WHAT YOU NEED TO DO: Please give the listing again, word for word, with nothing left out.

DATASET CONTENT:
· · · · ·
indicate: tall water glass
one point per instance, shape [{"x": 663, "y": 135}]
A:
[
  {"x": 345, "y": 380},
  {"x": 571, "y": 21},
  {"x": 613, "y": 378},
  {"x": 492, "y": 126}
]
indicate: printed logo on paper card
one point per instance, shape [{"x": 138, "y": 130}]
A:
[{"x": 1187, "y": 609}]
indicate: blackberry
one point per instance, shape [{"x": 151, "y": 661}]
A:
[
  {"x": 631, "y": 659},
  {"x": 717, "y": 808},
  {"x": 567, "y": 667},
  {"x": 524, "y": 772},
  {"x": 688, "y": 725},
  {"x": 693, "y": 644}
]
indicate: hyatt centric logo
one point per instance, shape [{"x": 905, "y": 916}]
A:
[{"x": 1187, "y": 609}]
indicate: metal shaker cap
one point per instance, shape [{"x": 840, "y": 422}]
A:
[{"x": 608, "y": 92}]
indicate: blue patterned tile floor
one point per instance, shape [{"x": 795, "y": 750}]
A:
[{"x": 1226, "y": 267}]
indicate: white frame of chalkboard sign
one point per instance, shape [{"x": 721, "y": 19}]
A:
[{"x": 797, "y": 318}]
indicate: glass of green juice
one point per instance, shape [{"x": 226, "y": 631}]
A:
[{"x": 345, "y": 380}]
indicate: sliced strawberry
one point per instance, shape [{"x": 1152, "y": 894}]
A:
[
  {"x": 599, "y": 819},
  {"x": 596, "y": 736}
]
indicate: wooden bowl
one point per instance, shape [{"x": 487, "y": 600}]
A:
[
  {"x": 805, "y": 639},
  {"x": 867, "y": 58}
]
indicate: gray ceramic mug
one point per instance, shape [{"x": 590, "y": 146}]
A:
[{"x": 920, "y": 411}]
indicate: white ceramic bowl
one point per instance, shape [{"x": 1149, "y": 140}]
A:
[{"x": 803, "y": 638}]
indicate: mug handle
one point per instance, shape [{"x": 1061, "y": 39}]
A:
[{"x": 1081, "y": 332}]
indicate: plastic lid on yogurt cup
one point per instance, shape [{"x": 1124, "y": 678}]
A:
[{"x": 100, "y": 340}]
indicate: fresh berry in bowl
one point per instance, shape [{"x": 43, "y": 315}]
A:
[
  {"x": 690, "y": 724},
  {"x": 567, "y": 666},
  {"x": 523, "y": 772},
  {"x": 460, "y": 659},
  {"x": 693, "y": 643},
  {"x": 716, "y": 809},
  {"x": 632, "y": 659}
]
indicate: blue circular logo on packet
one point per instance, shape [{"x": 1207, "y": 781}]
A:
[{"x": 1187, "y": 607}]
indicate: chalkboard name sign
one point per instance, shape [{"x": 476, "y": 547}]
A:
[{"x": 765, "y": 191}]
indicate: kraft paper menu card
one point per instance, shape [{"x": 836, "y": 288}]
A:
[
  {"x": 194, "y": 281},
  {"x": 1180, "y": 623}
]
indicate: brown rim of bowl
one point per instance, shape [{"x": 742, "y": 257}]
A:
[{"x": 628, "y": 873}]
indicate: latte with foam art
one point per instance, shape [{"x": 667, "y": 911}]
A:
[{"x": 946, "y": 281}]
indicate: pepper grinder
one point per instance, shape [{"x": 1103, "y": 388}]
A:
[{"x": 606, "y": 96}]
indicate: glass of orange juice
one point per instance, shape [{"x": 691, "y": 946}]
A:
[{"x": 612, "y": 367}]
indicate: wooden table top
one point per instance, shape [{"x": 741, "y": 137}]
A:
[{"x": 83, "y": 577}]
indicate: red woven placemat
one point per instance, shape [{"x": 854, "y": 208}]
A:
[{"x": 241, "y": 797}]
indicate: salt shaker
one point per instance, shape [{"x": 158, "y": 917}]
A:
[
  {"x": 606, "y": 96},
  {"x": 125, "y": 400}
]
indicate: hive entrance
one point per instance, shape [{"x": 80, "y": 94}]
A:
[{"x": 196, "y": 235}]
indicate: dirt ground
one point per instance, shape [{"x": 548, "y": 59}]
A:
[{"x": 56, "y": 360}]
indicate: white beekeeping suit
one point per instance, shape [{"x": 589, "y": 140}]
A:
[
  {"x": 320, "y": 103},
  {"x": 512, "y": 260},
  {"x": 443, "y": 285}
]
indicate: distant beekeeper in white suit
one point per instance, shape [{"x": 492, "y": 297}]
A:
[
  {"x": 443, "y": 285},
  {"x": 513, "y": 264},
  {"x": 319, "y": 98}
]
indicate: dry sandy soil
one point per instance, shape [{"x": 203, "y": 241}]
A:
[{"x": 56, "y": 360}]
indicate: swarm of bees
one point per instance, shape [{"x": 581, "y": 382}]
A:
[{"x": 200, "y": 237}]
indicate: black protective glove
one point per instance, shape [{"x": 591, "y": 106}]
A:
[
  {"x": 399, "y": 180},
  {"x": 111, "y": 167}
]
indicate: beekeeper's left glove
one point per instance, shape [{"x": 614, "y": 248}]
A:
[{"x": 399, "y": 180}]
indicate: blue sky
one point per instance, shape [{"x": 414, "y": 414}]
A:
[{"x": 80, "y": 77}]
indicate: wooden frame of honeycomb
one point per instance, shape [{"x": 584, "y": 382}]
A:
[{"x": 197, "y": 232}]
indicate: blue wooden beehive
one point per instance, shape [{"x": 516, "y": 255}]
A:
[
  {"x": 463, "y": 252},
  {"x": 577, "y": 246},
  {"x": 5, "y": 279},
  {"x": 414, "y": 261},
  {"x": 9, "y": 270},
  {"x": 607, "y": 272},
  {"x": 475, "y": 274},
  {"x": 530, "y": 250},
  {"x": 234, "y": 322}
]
· · · · ·
WRITTEN SOLUTION:
indicate: tall water glass
one point per instance, shape [{"x": 663, "y": 135}]
A:
[
  {"x": 345, "y": 380},
  {"x": 571, "y": 21},
  {"x": 613, "y": 378},
  {"x": 492, "y": 126}
]
indicate: printed logo on paper card
one point per instance, shape [{"x": 138, "y": 130}]
A:
[{"x": 1187, "y": 609}]
indicate: blackberry
one point per instance, shape [{"x": 151, "y": 661}]
A:
[
  {"x": 631, "y": 659},
  {"x": 717, "y": 808},
  {"x": 567, "y": 667},
  {"x": 524, "y": 772},
  {"x": 688, "y": 725},
  {"x": 693, "y": 644}
]
indicate: hyatt centric logo
one point per instance, shape [{"x": 905, "y": 916}]
A:
[{"x": 1187, "y": 609}]
indicate: metal shaker cap
one point per instance, shape [{"x": 840, "y": 422}]
A:
[{"x": 608, "y": 92}]
indicate: blue patterned tile floor
one point per instance, shape [{"x": 795, "y": 750}]
A:
[{"x": 1226, "y": 267}]
indicate: white frame of chalkboard sign
one point per instance, shape [{"x": 721, "y": 19}]
A:
[{"x": 797, "y": 318}]
indicate: glass of green juice
one point per instance, shape [{"x": 226, "y": 631}]
A:
[{"x": 345, "y": 380}]
indicate: sliced strawberry
one point per instance, shape [{"x": 1152, "y": 894}]
A:
[
  {"x": 599, "y": 819},
  {"x": 596, "y": 736}
]
indicate: wooden bowl
one point per instance, shape [{"x": 487, "y": 600}]
A:
[
  {"x": 805, "y": 639},
  {"x": 867, "y": 58}
]
indicate: gray ceramic mug
one point per instance, shape [{"x": 590, "y": 146}]
A:
[{"x": 920, "y": 411}]
indicate: white ceramic bowl
one point per instance, shape [{"x": 1149, "y": 140}]
A:
[{"x": 803, "y": 638}]
indicate: mug handle
one point per instance, shape [{"x": 1061, "y": 39}]
A:
[{"x": 1081, "y": 332}]
indicate: plastic lid on yogurt cup
one point per instance, shape [{"x": 1124, "y": 678}]
A:
[{"x": 100, "y": 340}]
indicate: fresh berry in bowl
one point per instance, shape [{"x": 43, "y": 315}]
A:
[
  {"x": 690, "y": 724},
  {"x": 567, "y": 666},
  {"x": 523, "y": 772},
  {"x": 460, "y": 659},
  {"x": 693, "y": 643},
  {"x": 716, "y": 809},
  {"x": 632, "y": 659}
]
indicate: blue circular logo on packet
one point per instance, shape [{"x": 1207, "y": 781}]
A:
[{"x": 1187, "y": 607}]
indicate: chalkboard name sign
one point per instance, shape [{"x": 476, "y": 547}]
A:
[{"x": 765, "y": 191}]
indicate: kraft paper menu card
one point per instance, shape [{"x": 836, "y": 288}]
A:
[
  {"x": 194, "y": 281},
  {"x": 1180, "y": 623}
]
indicate: brown rim of bowl
one point per instance, shape [{"x": 742, "y": 257}]
A:
[{"x": 628, "y": 873}]
indicate: latte with foam art
one point per instance, shape [{"x": 667, "y": 911}]
A:
[{"x": 946, "y": 281}]
indicate: pepper grinder
one point per instance, shape [{"x": 1103, "y": 388}]
A:
[{"x": 606, "y": 96}]
indicate: glass of orange juice
one point per instance, shape [{"x": 691, "y": 946}]
A:
[{"x": 612, "y": 367}]
indicate: wooden table top
one point per instance, shape [{"x": 741, "y": 137}]
A:
[{"x": 83, "y": 577}]
indicate: red woven placemat
one point per instance, shape [{"x": 854, "y": 208}]
A:
[{"x": 241, "y": 797}]
indicate: salt shaker
one point per instance, shape [{"x": 158, "y": 917}]
A:
[
  {"x": 606, "y": 96},
  {"x": 125, "y": 400}
]
indicate: hive entrance
one point per instance, shape [{"x": 80, "y": 94}]
A:
[{"x": 196, "y": 235}]
indicate: dirt ground
one point per instance, shape [{"x": 548, "y": 59}]
A:
[{"x": 56, "y": 360}]
indicate: white beekeeping suit
one point per instance, shape [{"x": 589, "y": 140}]
A:
[
  {"x": 320, "y": 103},
  {"x": 512, "y": 260},
  {"x": 443, "y": 285}
]
indicate: distant beekeeper in white suit
one point per instance, shape [{"x": 492, "y": 297}]
A:
[
  {"x": 443, "y": 285},
  {"x": 513, "y": 264},
  {"x": 319, "y": 98}
]
indicate: dry sandy soil
one point per instance, shape [{"x": 203, "y": 241}]
A:
[{"x": 56, "y": 360}]
indicate: swarm of bees
one point per instance, shape [{"x": 581, "y": 382}]
A:
[{"x": 200, "y": 237}]
indicate: black protective glove
one point per instance, shape [{"x": 591, "y": 106}]
A:
[
  {"x": 399, "y": 180},
  {"x": 111, "y": 167}
]
indicate: beekeeper's left glove
one point per instance, shape [{"x": 614, "y": 248}]
A:
[{"x": 399, "y": 180}]
indicate: blue sky
one point per instance, shape [{"x": 414, "y": 414}]
A:
[{"x": 80, "y": 77}]
indicate: wooden frame of honeycomb
one point per instance, shape [{"x": 584, "y": 382}]
A:
[{"x": 197, "y": 232}]
indicate: blue wooden beehive
one point per instance, shape [{"x": 516, "y": 255}]
A:
[
  {"x": 463, "y": 252},
  {"x": 577, "y": 246},
  {"x": 5, "y": 279},
  {"x": 414, "y": 261},
  {"x": 9, "y": 270},
  {"x": 607, "y": 272},
  {"x": 475, "y": 274},
  {"x": 530, "y": 250},
  {"x": 234, "y": 322}
]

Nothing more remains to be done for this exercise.